Data on object locations:
▬▬▬

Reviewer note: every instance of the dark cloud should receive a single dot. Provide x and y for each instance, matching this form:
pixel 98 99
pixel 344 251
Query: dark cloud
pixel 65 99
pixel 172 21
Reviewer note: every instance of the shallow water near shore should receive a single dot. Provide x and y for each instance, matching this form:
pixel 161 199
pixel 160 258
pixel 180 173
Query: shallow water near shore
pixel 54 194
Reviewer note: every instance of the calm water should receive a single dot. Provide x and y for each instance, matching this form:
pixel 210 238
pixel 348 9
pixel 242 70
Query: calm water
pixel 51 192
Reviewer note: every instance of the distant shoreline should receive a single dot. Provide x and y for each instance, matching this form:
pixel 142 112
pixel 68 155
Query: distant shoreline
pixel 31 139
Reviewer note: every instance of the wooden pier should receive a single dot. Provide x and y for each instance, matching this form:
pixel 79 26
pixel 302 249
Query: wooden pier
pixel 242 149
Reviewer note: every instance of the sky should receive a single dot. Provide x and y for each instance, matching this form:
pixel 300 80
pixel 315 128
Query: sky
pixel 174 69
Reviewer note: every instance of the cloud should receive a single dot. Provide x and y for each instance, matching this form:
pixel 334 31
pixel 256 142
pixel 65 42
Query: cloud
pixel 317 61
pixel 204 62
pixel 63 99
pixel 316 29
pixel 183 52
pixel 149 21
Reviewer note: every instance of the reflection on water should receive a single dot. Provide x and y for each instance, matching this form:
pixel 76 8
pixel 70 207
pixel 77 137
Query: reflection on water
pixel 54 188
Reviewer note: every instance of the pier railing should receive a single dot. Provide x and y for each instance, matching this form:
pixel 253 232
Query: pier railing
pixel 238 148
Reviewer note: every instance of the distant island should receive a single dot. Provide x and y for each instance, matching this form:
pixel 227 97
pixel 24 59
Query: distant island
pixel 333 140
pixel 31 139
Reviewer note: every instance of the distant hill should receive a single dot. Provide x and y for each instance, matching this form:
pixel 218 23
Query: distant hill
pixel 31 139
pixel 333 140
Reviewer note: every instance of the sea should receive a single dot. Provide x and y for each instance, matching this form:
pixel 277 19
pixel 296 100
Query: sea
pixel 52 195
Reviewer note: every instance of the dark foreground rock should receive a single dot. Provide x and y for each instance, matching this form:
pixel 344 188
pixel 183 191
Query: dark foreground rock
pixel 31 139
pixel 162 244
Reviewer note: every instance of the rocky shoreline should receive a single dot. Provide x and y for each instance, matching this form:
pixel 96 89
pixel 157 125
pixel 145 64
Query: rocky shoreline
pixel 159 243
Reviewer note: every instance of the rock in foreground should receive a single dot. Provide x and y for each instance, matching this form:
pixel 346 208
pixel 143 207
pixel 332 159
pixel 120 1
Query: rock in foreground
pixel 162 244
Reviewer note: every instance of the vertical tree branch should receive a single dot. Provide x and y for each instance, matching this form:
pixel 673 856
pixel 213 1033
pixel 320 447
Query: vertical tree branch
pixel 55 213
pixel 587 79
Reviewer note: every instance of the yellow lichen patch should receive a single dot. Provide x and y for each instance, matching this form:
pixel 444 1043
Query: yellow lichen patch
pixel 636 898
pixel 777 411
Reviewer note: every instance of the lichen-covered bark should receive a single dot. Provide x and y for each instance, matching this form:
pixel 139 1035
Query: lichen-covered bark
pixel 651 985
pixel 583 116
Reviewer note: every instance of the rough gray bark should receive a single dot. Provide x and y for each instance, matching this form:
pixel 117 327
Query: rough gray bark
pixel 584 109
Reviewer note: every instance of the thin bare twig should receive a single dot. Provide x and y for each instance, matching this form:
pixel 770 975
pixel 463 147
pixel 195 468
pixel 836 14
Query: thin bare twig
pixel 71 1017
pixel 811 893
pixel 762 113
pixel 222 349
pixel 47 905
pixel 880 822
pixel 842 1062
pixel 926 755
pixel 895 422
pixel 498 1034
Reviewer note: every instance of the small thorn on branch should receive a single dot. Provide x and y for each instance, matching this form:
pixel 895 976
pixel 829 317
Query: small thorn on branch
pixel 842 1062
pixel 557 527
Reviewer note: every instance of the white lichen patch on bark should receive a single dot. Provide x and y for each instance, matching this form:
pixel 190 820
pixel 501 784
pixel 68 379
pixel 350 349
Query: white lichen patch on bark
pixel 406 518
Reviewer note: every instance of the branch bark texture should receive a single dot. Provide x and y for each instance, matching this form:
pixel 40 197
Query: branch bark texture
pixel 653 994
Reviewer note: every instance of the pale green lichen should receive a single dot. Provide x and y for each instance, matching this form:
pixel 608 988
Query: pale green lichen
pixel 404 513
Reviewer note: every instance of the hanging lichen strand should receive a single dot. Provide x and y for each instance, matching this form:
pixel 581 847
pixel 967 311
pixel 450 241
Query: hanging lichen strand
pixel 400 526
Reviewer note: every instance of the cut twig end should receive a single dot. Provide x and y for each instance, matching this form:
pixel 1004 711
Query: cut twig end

▬▬▬

Copy the data above line for line, with no changes.

Task response
Reviewer note: every instance of the dark cloud should receive a single dot. Provide x and y for each instance, matching this form:
pixel 98 99
pixel 344 251
Query: dark cloud
pixel 65 99
pixel 172 21
Reviewer note: every instance of the shallow water near shore should receive a single dot. Provide x and y for each instance, matching this form:
pixel 161 199
pixel 160 258
pixel 180 173
Query: shallow water near shore
pixel 54 194
Reviewer note: every instance of the calm water should receive a single dot. Provide x and y for each instance, matching this form:
pixel 210 238
pixel 348 9
pixel 242 70
Query: calm water
pixel 51 192
Reviewer note: every instance of the distant shoreline should receive a single dot. Provide x and y for each instance, matching this form:
pixel 142 112
pixel 68 155
Query: distant shoreline
pixel 31 139
Reviewer note: every instance of the wooden pier should receive a single dot. Provide x and y for each instance, matching this form:
pixel 79 26
pixel 302 249
Query: wooden pier
pixel 242 149
Reviewer note: every instance of the sky should receive a single dot. Provide x and y for each instance, matching this form:
pixel 300 80
pixel 315 128
Query: sky
pixel 174 69
Reviewer note: every instance of the cloud should receive a single dot. Provide x and y for each instance, matching this form:
pixel 334 31
pixel 256 142
pixel 65 42
Query: cloud
pixel 317 61
pixel 204 62
pixel 63 99
pixel 316 29
pixel 183 52
pixel 149 21
Reviewer note: every instance of the reflection on water should receive a single dot. Provide x and y for each instance, matching this form:
pixel 76 8
pixel 70 207
pixel 77 137
Query: reflection on water
pixel 54 188
Reviewer note: every instance of the pier railing should receive a single dot. Provide x and y for each instance, matching this form:
pixel 253 232
Query: pier railing
pixel 238 148
Reviewer note: every instance of the distant island should receive a single dot. Provide x and y for each instance, matching this form:
pixel 227 97
pixel 24 59
Query: distant island
pixel 333 140
pixel 31 139
Reviewer note: every instance of the distant hill should receive a single dot. Provide x and y for each instance, matching this form:
pixel 218 23
Query: distant hill
pixel 31 139
pixel 333 140
Reviewer note: every instance of the sea should receive a single dot. Provide x and y for each instance, matching this form:
pixel 277 19
pixel 296 100
Query: sea
pixel 52 195
Reviewer note: every instance of the dark foreground rock should receive a single dot. Provide x and y for each instance, matching this form:
pixel 344 188
pixel 183 191
Query: dark foreground rock
pixel 31 139
pixel 162 244
Reviewer note: every instance of the rocky shoreline should receive a single dot. Provide x and y for each instance, matching this form:
pixel 96 89
pixel 157 125
pixel 145 64
Query: rocky shoreline
pixel 159 243
Reviewer note: every instance of the rock in foreground should receive a single dot. Provide x and y for each instance, matching this form:
pixel 346 208
pixel 143 207
pixel 332 159
pixel 120 1
Query: rock in foreground
pixel 162 244
Reviewer note: every instance of the vertical tree branch should receive a single dot. Provide x and y for each instance, matching this form:
pixel 673 856
pixel 213 1033
pixel 320 447
Query: vertical tree branch
pixel 55 213
pixel 587 79
Reviewer note: every instance of the yellow lichen patch should receive a single dot. Provide x and y for each instance, matching this form:
pixel 444 1043
Query: yellow lichen patch
pixel 636 898
pixel 777 411
Reviewer note: every instance of the lichen-covered bark should receive a single dot. Provide x and y for each instance, matching this form:
pixel 139 1035
Query: lichen-covered bark
pixel 651 985
pixel 583 116
Reviewer note: every instance of the rough gray bark should receive a single dot. Provide x and y for each instance, matching this form:
pixel 117 327
Query: rough gray bark
pixel 584 109
Reviewer note: every instance of the thin bare twig should receive a single dot. Provide x and y for each instance, matching this form:
pixel 770 975
pixel 463 147
pixel 195 468
pixel 836 14
Query: thin bare twig
pixel 71 1017
pixel 811 893
pixel 762 113
pixel 222 349
pixel 47 905
pixel 880 822
pixel 842 1062
pixel 926 755
pixel 895 422
pixel 498 1034
Reviewer note: every instance of the small thorn on branch should receive a single dot. Provide x and y for each instance, matching this form:
pixel 895 976
pixel 829 317
Query: small thorn on branch
pixel 842 1062
pixel 557 527
Reviewer note: every instance of the white lichen patch on bark should receive a single dot. Provide x and y for each instance, matching this form:
pixel 190 820
pixel 501 784
pixel 68 379
pixel 350 349
Query: white lichen patch on bark
pixel 406 518
Reviewer note: every instance of the branch bark texture should receive a single dot. Provide x and y for each instance, matching this form:
pixel 40 197
Query: branch bark texture
pixel 653 994
Reviewer note: every instance of the pale green lichen should receive a single dot. Provide x and y for each instance, matching this form:
pixel 608 988
Query: pale green lichen
pixel 404 513
Reviewer note: every instance of the hanging lichen strand should receive a single dot. Provide x and y for each instance, matching this form:
pixel 581 847
pixel 967 311
pixel 450 241
Query: hanging lichen strand
pixel 400 526
Reviewer note: every instance of the cut twig end should receive a single dot. Provide x and y for each instance, matching this form:
pixel 1004 711
Query: cut twig end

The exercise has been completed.